Print out the records below with nothing altered.
[[ Data shown open ]]
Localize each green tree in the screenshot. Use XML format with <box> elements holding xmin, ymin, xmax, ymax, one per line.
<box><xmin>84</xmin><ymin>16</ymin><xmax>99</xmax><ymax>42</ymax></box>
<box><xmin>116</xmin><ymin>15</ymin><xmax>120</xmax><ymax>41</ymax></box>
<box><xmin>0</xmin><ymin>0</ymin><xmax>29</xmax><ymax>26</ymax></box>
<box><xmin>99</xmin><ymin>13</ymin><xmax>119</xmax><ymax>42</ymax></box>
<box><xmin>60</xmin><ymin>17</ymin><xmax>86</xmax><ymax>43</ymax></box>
[[ Data shown closed ]]
-- Output for this exercise --
Localize each green tree in the screenshot. Use XML format with <box> elements holding xmin, ymin, xmax, ymax, one per line.
<box><xmin>84</xmin><ymin>16</ymin><xmax>99</xmax><ymax>42</ymax></box>
<box><xmin>116</xmin><ymin>15</ymin><xmax>120</xmax><ymax>41</ymax></box>
<box><xmin>0</xmin><ymin>0</ymin><xmax>29</xmax><ymax>26</ymax></box>
<box><xmin>99</xmin><ymin>13</ymin><xmax>119</xmax><ymax>42</ymax></box>
<box><xmin>60</xmin><ymin>17</ymin><xmax>86</xmax><ymax>43</ymax></box>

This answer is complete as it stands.